- **EXERCISE OBJECTIVE**
In the forum thread below, what frame size does the poster crossracer say was actually needed?

- **TEXT PROVIDED**
════════════════

Thanks, that's very generous of you to offer given you're on a mission to own every one in existence.  Seriously though, I have already sourced something local, not a Control Tech however. Again, give me some time for it to land on the doorstep and then to assess it and sort out some parts.

Anyway, sorry for the hi-jack, please post some more pics of the CTs to make up for it.

Grumps


----------



## zygote2k (Jun 5, 2011)

bucktruck said:


> As Boy named SSue said, "You might get lucky and find a magic combo." Looks like you got lucky and found a magic combo! :thumbsup: Fun looking bike btw. As a CNC machinist, I love the details.
> 
> How do you like the 32/16 gearing for climbing?


The 32/16 is great for pavement hill climbs but seriously sucks on some of the big dirt hills. There have been many instances where it's easier to carry the bike up the hill.


----------



## crossracer (Jun 27, 2004)

I had a Schwinn version of that bike. It rode really nice. I also had a Klein mantra that I also believe was a high pivot URT. 

My only problem with the design was that I could never get the right size for me. I allways ended up with 19" frames and I needed a 21". 

Very fun bikes, I would ride one again. 

Bill


----------



## syklystt (Mar 31, 2010)

════════════════

- **DATASET ROWS**
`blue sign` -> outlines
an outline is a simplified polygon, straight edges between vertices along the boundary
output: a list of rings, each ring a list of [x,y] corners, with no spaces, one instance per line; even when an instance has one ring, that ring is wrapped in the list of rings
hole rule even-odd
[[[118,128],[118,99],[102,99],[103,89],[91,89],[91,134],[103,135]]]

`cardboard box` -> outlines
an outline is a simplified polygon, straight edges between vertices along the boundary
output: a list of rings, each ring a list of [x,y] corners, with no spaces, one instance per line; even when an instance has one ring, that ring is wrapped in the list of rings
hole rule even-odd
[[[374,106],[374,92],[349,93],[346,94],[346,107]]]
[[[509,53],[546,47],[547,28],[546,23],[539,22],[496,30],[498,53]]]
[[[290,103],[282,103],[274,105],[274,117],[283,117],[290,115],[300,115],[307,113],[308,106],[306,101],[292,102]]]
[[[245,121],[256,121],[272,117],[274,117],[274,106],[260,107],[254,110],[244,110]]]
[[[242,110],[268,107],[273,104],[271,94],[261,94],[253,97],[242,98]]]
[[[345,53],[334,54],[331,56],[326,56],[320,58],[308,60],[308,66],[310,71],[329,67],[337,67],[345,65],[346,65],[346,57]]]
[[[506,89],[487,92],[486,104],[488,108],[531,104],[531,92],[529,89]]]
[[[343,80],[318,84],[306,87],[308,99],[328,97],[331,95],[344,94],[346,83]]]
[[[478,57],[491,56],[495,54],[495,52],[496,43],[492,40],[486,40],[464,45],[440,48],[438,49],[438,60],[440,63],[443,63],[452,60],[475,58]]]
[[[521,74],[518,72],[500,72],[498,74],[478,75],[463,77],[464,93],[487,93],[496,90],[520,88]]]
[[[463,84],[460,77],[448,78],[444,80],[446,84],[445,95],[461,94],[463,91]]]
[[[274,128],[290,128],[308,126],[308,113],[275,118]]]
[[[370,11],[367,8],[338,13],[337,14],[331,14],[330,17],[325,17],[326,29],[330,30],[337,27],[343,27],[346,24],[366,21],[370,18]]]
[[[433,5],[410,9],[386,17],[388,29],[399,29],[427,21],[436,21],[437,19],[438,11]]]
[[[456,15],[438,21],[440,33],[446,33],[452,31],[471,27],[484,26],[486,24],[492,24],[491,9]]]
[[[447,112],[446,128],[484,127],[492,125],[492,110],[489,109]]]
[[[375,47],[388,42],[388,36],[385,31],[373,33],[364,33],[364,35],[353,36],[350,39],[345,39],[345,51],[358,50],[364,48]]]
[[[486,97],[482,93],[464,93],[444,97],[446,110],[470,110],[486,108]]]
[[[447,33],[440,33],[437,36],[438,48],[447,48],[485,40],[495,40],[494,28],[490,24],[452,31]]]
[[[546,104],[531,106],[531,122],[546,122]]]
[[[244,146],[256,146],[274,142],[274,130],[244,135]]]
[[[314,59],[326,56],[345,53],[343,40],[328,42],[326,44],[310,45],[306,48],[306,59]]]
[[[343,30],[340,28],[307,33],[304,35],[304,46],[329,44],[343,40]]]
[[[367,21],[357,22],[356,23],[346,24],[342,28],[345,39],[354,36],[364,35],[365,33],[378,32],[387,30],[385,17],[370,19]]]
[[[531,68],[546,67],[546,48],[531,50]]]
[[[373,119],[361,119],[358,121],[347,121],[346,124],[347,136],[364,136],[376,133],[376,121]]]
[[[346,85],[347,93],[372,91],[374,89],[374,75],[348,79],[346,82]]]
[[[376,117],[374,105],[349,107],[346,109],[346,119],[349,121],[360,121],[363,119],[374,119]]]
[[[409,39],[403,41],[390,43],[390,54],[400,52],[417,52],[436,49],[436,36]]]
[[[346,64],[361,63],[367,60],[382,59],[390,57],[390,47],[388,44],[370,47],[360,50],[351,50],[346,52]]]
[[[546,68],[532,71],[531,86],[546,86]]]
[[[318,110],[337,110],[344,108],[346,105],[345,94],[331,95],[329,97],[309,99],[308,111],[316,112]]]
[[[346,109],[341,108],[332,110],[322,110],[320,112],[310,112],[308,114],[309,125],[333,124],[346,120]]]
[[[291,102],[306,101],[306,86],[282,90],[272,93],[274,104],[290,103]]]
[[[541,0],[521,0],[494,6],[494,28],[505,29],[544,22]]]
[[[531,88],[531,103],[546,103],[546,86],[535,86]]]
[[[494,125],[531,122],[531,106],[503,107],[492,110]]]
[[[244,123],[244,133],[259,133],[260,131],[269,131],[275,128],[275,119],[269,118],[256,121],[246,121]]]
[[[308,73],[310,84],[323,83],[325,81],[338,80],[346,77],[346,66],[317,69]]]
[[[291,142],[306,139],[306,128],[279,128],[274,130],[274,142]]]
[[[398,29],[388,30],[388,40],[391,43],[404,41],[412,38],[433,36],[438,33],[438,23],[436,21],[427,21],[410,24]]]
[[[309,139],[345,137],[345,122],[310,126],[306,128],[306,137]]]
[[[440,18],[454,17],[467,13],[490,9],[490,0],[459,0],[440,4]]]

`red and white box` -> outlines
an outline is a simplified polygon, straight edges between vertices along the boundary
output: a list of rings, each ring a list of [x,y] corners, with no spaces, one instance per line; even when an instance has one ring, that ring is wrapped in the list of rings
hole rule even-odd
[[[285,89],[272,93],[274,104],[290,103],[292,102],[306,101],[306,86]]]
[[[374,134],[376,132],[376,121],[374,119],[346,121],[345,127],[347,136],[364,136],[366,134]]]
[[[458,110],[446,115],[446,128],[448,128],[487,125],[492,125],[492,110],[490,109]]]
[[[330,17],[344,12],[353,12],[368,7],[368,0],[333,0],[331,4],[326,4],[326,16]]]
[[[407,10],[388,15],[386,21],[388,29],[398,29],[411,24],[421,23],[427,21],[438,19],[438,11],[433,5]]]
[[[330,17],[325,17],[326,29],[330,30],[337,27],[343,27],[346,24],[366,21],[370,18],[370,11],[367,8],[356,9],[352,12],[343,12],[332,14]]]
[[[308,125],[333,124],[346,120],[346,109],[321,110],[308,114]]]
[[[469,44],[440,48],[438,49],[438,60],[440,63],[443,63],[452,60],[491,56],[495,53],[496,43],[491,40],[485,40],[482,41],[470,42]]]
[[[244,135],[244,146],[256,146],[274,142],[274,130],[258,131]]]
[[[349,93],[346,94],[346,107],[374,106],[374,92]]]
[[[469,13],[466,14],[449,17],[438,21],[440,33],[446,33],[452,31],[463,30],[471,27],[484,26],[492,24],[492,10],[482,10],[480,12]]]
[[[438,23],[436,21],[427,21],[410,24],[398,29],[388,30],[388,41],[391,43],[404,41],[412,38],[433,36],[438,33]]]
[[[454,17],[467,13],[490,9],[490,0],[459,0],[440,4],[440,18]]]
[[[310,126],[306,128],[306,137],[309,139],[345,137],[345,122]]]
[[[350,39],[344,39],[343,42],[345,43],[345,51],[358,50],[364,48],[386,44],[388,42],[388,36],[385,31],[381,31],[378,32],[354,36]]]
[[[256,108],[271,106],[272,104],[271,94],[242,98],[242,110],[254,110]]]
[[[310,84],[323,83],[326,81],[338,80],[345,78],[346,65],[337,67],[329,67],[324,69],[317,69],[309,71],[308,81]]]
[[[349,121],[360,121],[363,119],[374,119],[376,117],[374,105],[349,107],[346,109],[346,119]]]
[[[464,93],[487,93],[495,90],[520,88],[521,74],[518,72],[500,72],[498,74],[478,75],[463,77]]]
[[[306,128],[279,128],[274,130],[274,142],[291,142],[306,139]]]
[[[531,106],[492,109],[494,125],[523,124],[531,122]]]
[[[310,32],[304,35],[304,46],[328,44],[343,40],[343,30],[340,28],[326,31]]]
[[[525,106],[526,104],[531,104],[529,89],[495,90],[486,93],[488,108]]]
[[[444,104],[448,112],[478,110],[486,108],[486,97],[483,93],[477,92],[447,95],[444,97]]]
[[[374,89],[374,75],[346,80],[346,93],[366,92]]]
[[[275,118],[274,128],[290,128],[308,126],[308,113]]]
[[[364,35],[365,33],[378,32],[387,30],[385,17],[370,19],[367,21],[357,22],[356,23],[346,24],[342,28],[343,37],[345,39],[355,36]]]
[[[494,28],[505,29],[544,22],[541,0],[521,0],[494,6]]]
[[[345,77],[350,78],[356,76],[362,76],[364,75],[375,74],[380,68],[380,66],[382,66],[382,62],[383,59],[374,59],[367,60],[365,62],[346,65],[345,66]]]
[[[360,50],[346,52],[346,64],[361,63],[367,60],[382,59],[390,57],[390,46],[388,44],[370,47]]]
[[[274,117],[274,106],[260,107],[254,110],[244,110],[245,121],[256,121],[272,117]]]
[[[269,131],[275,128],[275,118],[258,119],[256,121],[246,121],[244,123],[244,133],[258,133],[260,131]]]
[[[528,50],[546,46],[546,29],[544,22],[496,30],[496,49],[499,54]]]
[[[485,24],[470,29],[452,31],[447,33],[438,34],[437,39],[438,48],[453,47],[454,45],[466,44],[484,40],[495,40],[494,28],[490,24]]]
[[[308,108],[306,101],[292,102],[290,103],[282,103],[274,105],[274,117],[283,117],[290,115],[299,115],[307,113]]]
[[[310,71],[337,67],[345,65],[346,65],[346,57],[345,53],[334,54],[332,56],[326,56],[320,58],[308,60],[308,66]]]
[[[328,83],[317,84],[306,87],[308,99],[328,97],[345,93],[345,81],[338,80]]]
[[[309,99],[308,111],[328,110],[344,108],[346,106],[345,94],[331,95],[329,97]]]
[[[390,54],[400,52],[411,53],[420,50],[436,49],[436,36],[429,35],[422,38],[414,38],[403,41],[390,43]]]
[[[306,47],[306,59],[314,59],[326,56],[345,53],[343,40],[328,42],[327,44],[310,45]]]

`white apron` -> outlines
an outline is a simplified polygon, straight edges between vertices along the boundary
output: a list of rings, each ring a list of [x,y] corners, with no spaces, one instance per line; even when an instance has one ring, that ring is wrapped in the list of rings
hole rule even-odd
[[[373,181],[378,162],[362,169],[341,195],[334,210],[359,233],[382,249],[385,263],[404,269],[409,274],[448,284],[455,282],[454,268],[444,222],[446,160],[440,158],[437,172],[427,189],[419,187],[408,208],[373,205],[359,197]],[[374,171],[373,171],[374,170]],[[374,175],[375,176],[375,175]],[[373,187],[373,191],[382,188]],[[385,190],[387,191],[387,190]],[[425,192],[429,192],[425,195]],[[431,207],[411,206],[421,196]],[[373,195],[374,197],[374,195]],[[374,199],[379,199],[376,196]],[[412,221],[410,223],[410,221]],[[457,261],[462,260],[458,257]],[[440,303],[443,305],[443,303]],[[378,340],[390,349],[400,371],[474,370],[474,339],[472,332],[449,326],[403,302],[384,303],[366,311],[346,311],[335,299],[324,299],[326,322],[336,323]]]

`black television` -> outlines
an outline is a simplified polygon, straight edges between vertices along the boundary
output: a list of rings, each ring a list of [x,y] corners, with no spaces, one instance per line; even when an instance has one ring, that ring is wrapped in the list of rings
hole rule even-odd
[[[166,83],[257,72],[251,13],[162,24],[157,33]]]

════════════════

- **EXPECTED ANSWER**
A 21" frame.